KUTIPAN.
-.-.-
JAM-Pidum Setujui 5 Perkara Restorative Justice, Termasuk Kasus Pencurian di Musi Banyuasin

Prof. Dr. Asep Nana Mulyana

TINTAJURNALISNEWS –Jaksa Agung RI melalui Jaksa Agung Muda Tindak Pidana Umum (JAM-Pidum) Prof. Dr. Asep Nana Mulyana menyetujui lima permohonan penghentian penuntutan berdasarkan mekanisme Restorative Justice (keadilan restoratif). Keputusan ini diambil dalam ekspose virtual yang digelar pada Kamis, 6 Maret 2025.

Salah satu perkara yang mendapat persetujuan untuk diselesaikan melalui keadilan restoratif adalah kasus yang menjerat Aldo bin Samsul (Alm) dari Kejaksaan Negeri Musi Banyuasin. Aldo disangka melanggar Pasal 363 Ayat (1) Ke-5 KUHP tentang pencurian dengan pemberatan.

Kasus ini bermula pada Jumat, 20 Desember 2024, sekitar pukul 08.00 WIB. Tersangka Aldo bin Samsul saat itu sedang berada di kontrakan bersama dua rekannya, Arpani bin Yanto dan M. Hafiz Iqbal Sirait bin Adnan Sirait.

Saat hendak membeli rokok, Aldo melihat rumah milik Rendy Apriadi bin Agus Salim (Alm) yang dalam keadaan terkunci. Tersangka kemudian masuk ke rumah korban dengan cara mencongkel dinding yang terbuat dari papan.

Setelah berhasil masuk, Aldo mengambil sebuah tas hitam berisi uang Rp52.000 dari dalam lemari. Ia juga mencuri dua unit ponsel, yakni Oppo Reno 6 dan Oppo A53, sebelum akhirnya meninggalkan rumah tersebut.

Keesokan harinya, Aldo menggadaikan ponsel curian kepada dua orang berbeda dengan total uang Rp650.000. Sebagian uang tersebut digunakan untuk membayar ojek, membeli obat anak, serta memenuhi kebutuhan hidupnya. Akibat perbuatannya, korban mengalami kerugian sekitar Rp702.000.

Mengetahui kasus tersebut, Kepala Kejaksaan Negeri Musi Banyuasin Roy Riady, S.H., M.H., bersama Kasi Pidum Armen Ramdhani, S.H., M.H., dan tim jaksa fasilitator menginisiasi penyelesaian perkara melalui mekanisme restorative justice.
-.-.-
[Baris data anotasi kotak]
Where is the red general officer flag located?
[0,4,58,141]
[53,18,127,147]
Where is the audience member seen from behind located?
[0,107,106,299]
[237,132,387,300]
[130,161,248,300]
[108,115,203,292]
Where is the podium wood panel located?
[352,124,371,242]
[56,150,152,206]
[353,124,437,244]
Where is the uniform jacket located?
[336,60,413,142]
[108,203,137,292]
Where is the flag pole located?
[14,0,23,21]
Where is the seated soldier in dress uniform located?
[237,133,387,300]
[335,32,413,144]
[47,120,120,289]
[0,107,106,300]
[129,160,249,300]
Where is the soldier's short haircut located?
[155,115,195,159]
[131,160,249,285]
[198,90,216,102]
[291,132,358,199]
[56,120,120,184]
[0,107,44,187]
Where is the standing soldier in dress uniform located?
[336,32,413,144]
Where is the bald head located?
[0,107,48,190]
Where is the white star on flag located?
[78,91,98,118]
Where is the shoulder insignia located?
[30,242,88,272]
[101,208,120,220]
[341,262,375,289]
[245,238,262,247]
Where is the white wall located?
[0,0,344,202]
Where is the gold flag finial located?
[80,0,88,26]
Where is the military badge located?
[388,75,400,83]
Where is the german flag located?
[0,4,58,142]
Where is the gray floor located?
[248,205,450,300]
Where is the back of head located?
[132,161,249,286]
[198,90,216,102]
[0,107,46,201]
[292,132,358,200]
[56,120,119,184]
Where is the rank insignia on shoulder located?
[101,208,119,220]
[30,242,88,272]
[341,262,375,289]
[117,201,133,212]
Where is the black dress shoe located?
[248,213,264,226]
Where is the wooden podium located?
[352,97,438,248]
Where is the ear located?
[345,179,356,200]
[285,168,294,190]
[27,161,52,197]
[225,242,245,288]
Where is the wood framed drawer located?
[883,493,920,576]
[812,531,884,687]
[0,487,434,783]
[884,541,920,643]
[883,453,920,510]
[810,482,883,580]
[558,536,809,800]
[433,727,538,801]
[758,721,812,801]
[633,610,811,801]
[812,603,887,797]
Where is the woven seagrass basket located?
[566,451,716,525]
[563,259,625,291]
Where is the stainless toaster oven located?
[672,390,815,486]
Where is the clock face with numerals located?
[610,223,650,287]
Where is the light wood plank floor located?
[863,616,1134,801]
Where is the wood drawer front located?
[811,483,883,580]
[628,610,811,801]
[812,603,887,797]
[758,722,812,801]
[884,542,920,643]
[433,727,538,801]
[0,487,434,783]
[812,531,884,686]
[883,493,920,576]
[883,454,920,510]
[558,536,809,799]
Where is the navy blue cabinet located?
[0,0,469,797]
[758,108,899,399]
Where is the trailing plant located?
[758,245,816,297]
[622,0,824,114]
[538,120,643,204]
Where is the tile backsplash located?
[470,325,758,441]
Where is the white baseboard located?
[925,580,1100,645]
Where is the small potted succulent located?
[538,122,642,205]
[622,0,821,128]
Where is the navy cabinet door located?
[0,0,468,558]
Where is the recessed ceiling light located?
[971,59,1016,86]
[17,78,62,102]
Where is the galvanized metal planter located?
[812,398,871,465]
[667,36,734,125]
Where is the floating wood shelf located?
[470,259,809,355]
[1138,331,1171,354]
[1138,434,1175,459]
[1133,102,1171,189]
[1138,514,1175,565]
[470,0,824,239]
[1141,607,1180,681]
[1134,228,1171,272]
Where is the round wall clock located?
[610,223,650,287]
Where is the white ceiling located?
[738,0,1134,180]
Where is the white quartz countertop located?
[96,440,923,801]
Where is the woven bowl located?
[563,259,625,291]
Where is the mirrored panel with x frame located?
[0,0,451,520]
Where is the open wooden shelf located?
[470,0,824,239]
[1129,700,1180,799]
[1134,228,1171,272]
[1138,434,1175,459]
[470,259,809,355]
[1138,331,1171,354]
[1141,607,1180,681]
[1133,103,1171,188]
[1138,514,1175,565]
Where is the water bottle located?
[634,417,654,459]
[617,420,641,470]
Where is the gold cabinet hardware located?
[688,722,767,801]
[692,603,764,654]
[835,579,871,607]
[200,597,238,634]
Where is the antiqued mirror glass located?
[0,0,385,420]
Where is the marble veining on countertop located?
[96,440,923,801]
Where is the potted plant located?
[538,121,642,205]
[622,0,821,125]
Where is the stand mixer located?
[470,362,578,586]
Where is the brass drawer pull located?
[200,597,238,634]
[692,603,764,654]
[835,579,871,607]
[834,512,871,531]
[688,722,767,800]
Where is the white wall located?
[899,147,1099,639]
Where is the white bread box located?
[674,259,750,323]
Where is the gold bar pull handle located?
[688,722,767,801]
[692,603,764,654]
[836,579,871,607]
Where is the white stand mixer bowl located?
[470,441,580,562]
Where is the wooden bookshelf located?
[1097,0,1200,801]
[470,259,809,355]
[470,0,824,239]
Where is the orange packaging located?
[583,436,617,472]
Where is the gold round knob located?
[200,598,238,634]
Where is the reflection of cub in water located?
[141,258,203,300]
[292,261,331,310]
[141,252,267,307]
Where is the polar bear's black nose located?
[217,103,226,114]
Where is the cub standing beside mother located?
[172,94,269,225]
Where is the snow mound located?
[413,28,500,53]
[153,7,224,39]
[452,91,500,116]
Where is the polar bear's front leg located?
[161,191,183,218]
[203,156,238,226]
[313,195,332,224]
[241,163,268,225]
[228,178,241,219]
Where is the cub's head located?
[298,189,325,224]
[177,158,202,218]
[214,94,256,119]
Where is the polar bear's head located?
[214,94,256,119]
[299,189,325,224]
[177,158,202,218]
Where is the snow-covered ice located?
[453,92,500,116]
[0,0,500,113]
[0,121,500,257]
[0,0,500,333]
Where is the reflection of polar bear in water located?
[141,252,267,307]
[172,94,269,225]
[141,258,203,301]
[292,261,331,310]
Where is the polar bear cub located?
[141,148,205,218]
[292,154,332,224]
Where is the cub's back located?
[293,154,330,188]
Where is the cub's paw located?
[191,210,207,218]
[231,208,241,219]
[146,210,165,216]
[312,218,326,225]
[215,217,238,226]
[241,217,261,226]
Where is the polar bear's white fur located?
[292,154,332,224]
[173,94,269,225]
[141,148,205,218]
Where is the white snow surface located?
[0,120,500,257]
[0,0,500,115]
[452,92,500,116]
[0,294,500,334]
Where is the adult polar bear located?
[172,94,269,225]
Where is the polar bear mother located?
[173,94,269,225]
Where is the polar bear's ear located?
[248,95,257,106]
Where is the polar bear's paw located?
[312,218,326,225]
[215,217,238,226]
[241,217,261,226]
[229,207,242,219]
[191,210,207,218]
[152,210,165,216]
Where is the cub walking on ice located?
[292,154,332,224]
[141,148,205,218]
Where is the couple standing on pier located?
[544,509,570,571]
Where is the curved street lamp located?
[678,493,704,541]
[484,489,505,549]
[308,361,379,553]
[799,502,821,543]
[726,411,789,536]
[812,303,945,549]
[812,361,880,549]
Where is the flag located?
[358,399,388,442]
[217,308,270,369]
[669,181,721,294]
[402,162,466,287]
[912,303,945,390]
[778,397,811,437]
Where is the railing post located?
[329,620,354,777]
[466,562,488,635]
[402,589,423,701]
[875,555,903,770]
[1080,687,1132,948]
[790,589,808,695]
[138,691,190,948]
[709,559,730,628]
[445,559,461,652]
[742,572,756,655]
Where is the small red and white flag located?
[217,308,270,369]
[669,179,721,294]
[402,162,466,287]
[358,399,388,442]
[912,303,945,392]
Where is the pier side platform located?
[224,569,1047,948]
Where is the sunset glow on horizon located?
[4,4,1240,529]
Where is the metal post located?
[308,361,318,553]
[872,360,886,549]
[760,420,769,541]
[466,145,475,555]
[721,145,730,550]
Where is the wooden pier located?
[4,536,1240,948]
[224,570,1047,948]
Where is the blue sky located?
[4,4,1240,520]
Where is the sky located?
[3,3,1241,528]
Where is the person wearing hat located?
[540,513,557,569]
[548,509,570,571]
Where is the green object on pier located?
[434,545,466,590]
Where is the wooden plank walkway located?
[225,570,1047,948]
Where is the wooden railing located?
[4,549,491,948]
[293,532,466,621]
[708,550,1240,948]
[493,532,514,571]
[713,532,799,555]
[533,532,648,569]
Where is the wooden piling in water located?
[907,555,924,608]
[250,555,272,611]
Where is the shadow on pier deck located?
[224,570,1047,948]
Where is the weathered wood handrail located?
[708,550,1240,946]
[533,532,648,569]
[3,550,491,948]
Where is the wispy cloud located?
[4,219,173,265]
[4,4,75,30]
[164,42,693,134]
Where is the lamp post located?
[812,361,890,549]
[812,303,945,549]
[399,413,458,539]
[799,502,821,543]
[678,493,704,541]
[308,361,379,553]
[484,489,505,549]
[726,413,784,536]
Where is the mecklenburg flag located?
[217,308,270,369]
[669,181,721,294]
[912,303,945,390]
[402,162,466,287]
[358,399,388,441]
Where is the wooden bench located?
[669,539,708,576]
-.-.-
SOAL LATIHAN 1.
Jawablah pertanyaan berikut berdasarkan kutipan tentang perkara pencurian di Musi Banyuasin:
(a) Pada hari dan tanggal apa ekspose virtual untuk kelima permohonan itu digelar?
(b) Berapa jumlah uang di dalam tas hitam yang diambil Aldo dari lemari?
(c) Siapa Kepala Kejaksaan Negeri Musi Banyuasin?
SOAL LATIHAN 2. Sunting kutipan tentang perkara pencurian di Musi Banyuasin dengan menulis ulang bagian yang dibuka dengan kata-kata "TINTAJURNALISNEWS –Jaksa Agung" dan ditutup dengan "bin Adnan Sirait.", lalu ganti "ekspose virtual" menjadi "rapat daring".
SOAL LATIHAN 3. Lanjutkan kutipan tentang perkara pencurian di Musi Banyuasin mulai setelah kalimat terakhirnya.

HASIL LATIHAN 1.
(a) Kamis, 6 Maret 2025.
(b) Rp52.000.
(c) Roy Riady, S.H., M.H.

HASIL LATIHAN 2.
TINTAJURNALISNEWS –Jaksa Agung RI melalui Jaksa Agung Muda Tindak Pidana Umum (JAM-Pidum) Prof. Dr. Asep Nana Mulyana menyetujui lima permohonan penghentian penuntutan berdasarkan mekanisme Restorative Justice (keadilan restoratif). Keputusan ini diambil dalam rapat daring yang digelar pada Kamis, 6 Maret 2025.

Salah satu perkara yang mendapat persetujuan untuk diselesaikan melalui keadilan restoratif adalah kasus yang menjerat Aldo bin Samsul (Alm) dari Kejaksaan Negeri Musi Banyuasin. Aldo disangka melanggar Pasal 363 Ayat (1) Ke-5 KUHP tentang pencurian dengan pemberatan.

Kasus ini bermula pada Jumat, 20 Desember 2024, sekitar pukul 08.00 WIB. Tersangka Aldo bin Samsul saat itu sedang berada di kontrakan bersama dua rekannya, Arpani bin Yanto dan M. Hafiz Iqbal Sirait bin Adnan Sirait.

HASIL LATIHAN 3.
Dalam proses mediasi, Aldo mengakui kesalahannya dan meminta maaf kepada korban. Korban pun menerima permintaan maaf dan meminta agar proses hukum terhadap tersangka dihentikan.

Berdasarkan hasil kesepakatan damai ini, Kejaksaan Negeri Musi Banyuasin mengajukan permohonan penghentian penuntutan kepada Kepala Kejaksaan Tinggi Sumatera Selatan Dr. Yulianto, S.H., M.H. Permohonan ini kemudian diajukan ke JAM-Pidum dan akhirnya disetujui.

Selain kasus di Musi Banyuasin, JAM-Pidum juga menyetujui empat perkara lainnya untuk diselesaikan dengan keadilan restoratif, yakni:

  • Abdul Hamid (Kejaksaan Negeri Manggarai), tersangka kasus penganiayaan berdasarkan Pasal 351 Ayat (1) KUHP.
  • Agus Sunarto bin Saidi (Kejaksaan Negeri Wonogiri), tersangka kasus penganiayaan berencana dan perusakan berdasarkan Pasal 353 Ayat (1) serta Pasal 406 Ayat (1) KUHP.
  • Ridwansyah Dawolo alias Ama Hilda (Kejaksaan Negeri Gunung Sitoli), tersangka kasus penganiayaan berdasarkan Pasal 351 Ayat (1) KUHP.
  • Siti Hajar Buhang alias Dadas (Kejaksaan Negeri Bolaang Mongondow Utara), tersangka kasus kekerasan terhadap anak berdasarkan Pasal 80 Ayat (1) Undang-Undang RI Nomor 35 Tahun 2014.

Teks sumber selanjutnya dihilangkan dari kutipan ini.